TASK TO COMPLETE →
Every record, down to the last line, must be given again exactly.

Start of DATA SHOWN

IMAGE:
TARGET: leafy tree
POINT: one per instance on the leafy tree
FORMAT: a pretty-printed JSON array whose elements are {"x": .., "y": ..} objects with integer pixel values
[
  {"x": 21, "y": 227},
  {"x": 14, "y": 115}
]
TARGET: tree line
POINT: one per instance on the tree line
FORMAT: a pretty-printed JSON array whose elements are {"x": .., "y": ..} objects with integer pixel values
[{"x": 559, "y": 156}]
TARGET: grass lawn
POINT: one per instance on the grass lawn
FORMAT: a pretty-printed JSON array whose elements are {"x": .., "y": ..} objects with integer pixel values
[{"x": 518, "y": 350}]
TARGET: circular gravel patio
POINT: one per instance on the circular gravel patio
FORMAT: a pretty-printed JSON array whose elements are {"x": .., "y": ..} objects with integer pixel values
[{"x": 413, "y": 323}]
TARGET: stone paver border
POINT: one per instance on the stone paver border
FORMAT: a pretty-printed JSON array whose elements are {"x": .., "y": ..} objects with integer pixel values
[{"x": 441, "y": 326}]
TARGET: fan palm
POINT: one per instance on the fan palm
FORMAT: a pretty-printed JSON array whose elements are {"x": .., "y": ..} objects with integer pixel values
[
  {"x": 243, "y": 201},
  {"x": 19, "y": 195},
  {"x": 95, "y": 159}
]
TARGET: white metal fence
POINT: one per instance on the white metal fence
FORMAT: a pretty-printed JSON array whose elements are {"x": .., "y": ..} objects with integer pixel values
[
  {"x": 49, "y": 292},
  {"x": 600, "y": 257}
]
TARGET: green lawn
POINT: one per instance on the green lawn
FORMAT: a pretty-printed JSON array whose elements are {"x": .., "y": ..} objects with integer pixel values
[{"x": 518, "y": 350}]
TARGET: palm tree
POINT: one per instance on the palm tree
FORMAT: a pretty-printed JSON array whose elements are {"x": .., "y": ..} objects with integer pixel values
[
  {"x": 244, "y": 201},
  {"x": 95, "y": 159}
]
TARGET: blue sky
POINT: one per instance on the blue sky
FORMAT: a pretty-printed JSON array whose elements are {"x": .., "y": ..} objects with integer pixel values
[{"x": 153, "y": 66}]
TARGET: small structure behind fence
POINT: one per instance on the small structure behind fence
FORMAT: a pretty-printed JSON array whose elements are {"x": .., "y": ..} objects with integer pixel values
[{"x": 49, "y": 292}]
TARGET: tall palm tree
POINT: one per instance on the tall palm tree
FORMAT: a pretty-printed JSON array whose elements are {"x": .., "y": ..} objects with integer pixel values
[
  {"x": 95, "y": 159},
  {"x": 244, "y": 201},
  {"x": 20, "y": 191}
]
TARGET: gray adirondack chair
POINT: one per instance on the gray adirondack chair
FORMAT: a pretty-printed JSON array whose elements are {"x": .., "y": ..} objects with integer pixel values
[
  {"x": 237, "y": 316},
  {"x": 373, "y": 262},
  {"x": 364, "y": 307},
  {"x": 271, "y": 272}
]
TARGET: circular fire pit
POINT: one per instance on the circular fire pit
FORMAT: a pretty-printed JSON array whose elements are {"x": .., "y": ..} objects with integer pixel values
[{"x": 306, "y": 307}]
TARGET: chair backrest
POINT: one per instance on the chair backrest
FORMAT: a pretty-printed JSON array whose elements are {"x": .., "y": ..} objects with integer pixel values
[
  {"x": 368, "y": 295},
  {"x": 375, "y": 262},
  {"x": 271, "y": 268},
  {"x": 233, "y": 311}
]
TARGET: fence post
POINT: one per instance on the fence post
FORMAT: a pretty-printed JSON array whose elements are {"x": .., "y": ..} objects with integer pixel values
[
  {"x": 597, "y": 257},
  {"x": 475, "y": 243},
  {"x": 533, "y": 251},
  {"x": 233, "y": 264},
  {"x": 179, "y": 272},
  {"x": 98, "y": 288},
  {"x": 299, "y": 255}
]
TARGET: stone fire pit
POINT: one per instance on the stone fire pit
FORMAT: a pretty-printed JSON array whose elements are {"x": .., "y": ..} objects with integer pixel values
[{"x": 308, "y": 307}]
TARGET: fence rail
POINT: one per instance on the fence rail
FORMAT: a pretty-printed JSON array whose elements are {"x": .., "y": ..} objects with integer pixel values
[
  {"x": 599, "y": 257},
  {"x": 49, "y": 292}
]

End of DATA SHOWN

RESULT OF THE EXERCISE →
IMAGE:
TARGET: leafy tree
POINT: one per instance on the leafy tree
FORMAT: a pretty-printed JSON array whose elements are {"x": .., "y": ..} objects with integer pixel values
[
  {"x": 21, "y": 227},
  {"x": 14, "y": 115}
]
TARGET: tree line
POINT: one per instance on the tree line
FORMAT: a pretty-printed JSON array whose elements are {"x": .., "y": ..} objects with integer pixel values
[{"x": 559, "y": 156}]
TARGET: grass lawn
POINT: one per instance on the grass lawn
FORMAT: a pretty-printed JSON array whose elements are {"x": .., "y": ..} objects with integer pixel values
[{"x": 518, "y": 350}]
TARGET: circular gravel patio
POINT: one per instance on the circular gravel patio
FORMAT: a pretty-printed JSON array whose elements are {"x": .., "y": ..} objects with integer pixel values
[{"x": 413, "y": 323}]
TARGET: stone paver border
POINT: one per instance on the stone paver border
FORMAT: a pretty-printed JSON array whose elements are {"x": .., "y": ..} objects with integer pixel values
[{"x": 441, "y": 326}]
TARGET: fan palm
POINT: one per instance on the fan palm
FORMAT: a pretty-printed JSON array whose elements are {"x": .., "y": ..} objects with integer pixel values
[
  {"x": 243, "y": 201},
  {"x": 19, "y": 195},
  {"x": 95, "y": 159}
]
TARGET: white metal fence
POINT: one per instance on the white metal fence
FORMAT: a pretty-printed JSON array whose elements are {"x": .., "y": ..} objects with integer pixel values
[
  {"x": 49, "y": 292},
  {"x": 600, "y": 257}
]
TARGET: green lawn
POINT: one per instance on the green lawn
FORMAT: a pretty-printed JSON array whose elements are {"x": .., "y": ..} objects with integer pixel values
[{"x": 518, "y": 350}]
TARGET: palm tree
POINT: one per instance on the palm tree
FORMAT: a pretty-printed JSON array whose elements are {"x": .., "y": ..} objects with integer pixel values
[
  {"x": 244, "y": 201},
  {"x": 95, "y": 159}
]
TARGET: blue sky
POINT: one per instance on the blue sky
FORMAT: a pretty-printed JSON array whose elements are {"x": .., "y": ..} objects with integer pixel values
[{"x": 153, "y": 66}]
TARGET: small structure behind fence
POINT: one per instance on the small structure behind fence
FORMAT: a pretty-printed JSON array whose elements are {"x": .., "y": ..} objects with integer pixel values
[{"x": 49, "y": 292}]
TARGET: tall palm tree
POINT: one per instance on the tall palm tree
FORMAT: a pretty-printed JSON array whose elements are {"x": .., "y": ..} objects with integer pixel values
[
  {"x": 95, "y": 159},
  {"x": 244, "y": 201},
  {"x": 20, "y": 191}
]
TARGET: gray adirondack chair
POINT: one per instance on the gray adirondack chair
FORMAT: a pretty-printed JSON array whose elements are {"x": .., "y": ..} objects with integer pixel values
[
  {"x": 237, "y": 316},
  {"x": 373, "y": 262},
  {"x": 364, "y": 307},
  {"x": 271, "y": 272}
]
TARGET: circular fire pit
POINT: one per instance on the circular fire pit
FORMAT: a pretty-printed JSON array whose elements are {"x": .., "y": ..} objects with integer pixel values
[{"x": 306, "y": 307}]
TARGET: chair backrest
POINT: one per instance on the chair backrest
FORMAT: a pretty-printed JSON array whose elements are {"x": .., "y": ..} objects with integer pixel values
[
  {"x": 368, "y": 295},
  {"x": 375, "y": 262},
  {"x": 271, "y": 268},
  {"x": 233, "y": 311}
]
TARGET: fence post
POINT: one per instance on the fence post
FORMAT: a pretty-printed JSON array whose elements are {"x": .., "y": ..} objects with integer pixel values
[
  {"x": 597, "y": 257},
  {"x": 475, "y": 243},
  {"x": 533, "y": 251},
  {"x": 233, "y": 264},
  {"x": 179, "y": 272},
  {"x": 98, "y": 288},
  {"x": 299, "y": 255}
]
TARGET: stone fire pit
POINT: one per instance on the stone fire pit
FORMAT: a pretty-printed JSON array whose elements are {"x": .., "y": ..} objects with integer pixel values
[{"x": 308, "y": 307}]
TARGET: fence rail
POINT: one per instance on the fence rail
FORMAT: a pretty-printed JSON array whose elements are {"x": .., "y": ..} objects with integer pixel values
[
  {"x": 599, "y": 257},
  {"x": 49, "y": 292}
]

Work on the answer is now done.